Penerapan pariwisata halal di beberapa daerah di Indonesia cukup berkembang. Lombok, Sumatera Barat, dan Aceh merupakan 3 daerah yang sangat gencar untuk mengembangkan konsep wisata halal.
Di tahun politik ini, isu pariwisata halal kembali mencuat akibat salah satu peserta pemilu ingin mengembangkan konsep pariwisata halal di Bali. Destinasi paling favorit bagi wisatawan mancanegara dengan mayoritas penduduk bergama hindu dan budaya yg menjadi daya tarik utamanya.
Isu penerapan wisata halal di Bali ini bukan yang pertama kalinya. Pada tahun 2015 saat istilah wisata halal belum muncul, Bali direncanakan menjadi salah satu dari 13 daerah yang dinyatakan siap mengembangkan wisata syariah di Indonesia. Namun rencana ini menuai penolakan dari masyarakat Bali.
Pada intinya, wisata syariah dan wisata halal itu dasarnya sama, sama-sama berdasarkan ajaran Islam. Namun masyarakat umum lebih menerima istilah halal dibanding syariah karena terkesan identik dengan syariat dan hukum islam. Maka saat ini istilah wisata halal lah yang digunakan oleh kementrian pariwisata untuk membranding wisata bagi pasar Muslim.

(Anotasi titik untuk foto)
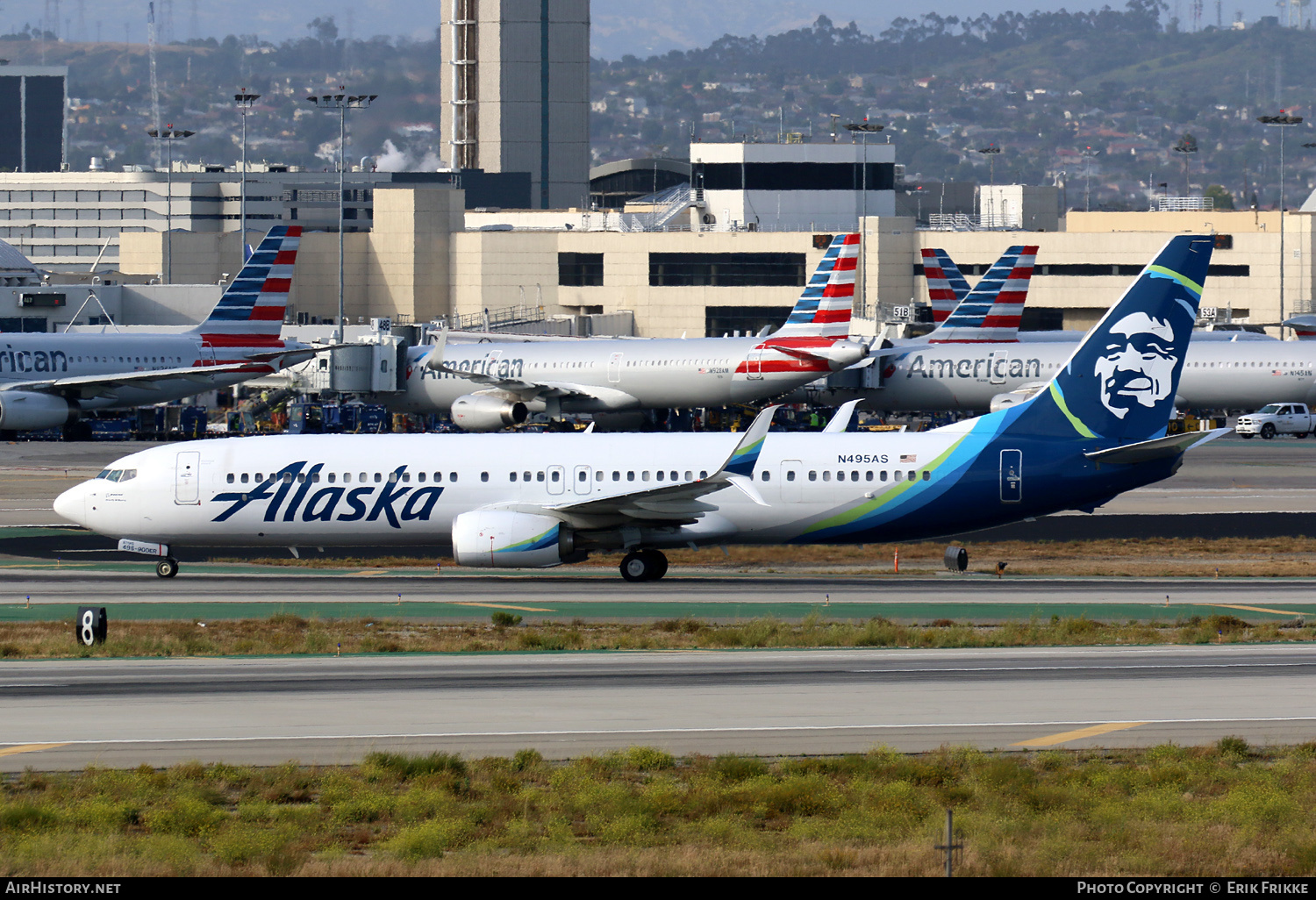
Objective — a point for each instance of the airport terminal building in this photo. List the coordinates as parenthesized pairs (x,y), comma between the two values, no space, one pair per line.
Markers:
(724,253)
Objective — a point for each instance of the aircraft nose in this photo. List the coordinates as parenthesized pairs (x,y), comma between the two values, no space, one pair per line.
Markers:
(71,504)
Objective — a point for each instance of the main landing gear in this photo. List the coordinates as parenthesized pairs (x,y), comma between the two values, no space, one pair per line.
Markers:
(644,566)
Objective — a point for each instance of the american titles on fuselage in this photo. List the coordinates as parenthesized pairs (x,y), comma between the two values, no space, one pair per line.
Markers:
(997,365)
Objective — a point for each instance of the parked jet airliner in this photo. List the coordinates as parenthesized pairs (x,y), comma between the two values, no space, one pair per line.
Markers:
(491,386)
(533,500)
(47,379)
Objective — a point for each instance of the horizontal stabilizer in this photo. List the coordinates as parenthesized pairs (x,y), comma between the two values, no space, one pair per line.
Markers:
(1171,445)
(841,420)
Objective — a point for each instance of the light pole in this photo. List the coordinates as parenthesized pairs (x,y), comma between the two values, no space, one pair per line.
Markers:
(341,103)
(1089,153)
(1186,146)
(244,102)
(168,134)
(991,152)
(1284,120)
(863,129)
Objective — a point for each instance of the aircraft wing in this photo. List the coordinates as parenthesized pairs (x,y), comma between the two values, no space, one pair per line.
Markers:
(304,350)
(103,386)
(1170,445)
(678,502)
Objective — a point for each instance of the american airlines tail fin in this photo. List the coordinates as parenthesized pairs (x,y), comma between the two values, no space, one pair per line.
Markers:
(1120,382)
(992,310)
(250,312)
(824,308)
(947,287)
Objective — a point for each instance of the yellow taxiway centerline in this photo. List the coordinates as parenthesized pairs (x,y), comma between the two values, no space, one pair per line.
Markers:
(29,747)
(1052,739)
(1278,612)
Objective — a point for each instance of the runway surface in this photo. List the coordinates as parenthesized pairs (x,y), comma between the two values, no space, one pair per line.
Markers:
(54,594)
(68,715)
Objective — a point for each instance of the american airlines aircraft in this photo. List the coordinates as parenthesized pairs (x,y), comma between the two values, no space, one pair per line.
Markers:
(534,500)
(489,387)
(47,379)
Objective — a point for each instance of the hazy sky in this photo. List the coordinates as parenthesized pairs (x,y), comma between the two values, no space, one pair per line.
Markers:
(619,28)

- **Tugas**
Ulangi seluruh teks tentang pariwisata halal tanpa mengubah satu kata pun.

- **Jawaban**
Penerapan pariwisata halal di beberapa daerah di Indonesia cukup berkembang. Lombok, Sumatera Barat, dan Aceh merupakan 3 daerah yang sangat gencar untuk mengembangkan konsep wisata halal.
Di tahun politik ini, isu pariwisata halal kembali mencuat akibat salah satu peserta pemilu ingin mengembangkan konsep pariwisata halal di Bali. Destinasi paling favorit bagi wisatawan mancanegara dengan mayoritas penduduk bergama hindu dan budaya yg menjadi daya tarik utamanya.
Isu penerapan wisata halal di Bali ini bukan yang pertama kalinya. Pada tahun 2015 saat istilah wisata halal belum muncul, Bali direncanakan menjadi salah satu dari 13 daerah yang dinyatakan siap mengembangkan wisata syariah di Indonesia. Namun rencana ini menuai penolakan dari masyarakat Bali.
Pada intinya, wisata syariah dan wisata halal itu dasarnya sama, sama-sama berdasarkan ajaran Islam. Namun masyarakat umum lebih menerima istilah halal dibanding syariah karena terkesan identik dengan syariat dan hukum islam. Maka saat ini istilah wisata halal lah yang digunakan oleh kementrian pariwisata untuk membranding wisata bagi pasar Muslim.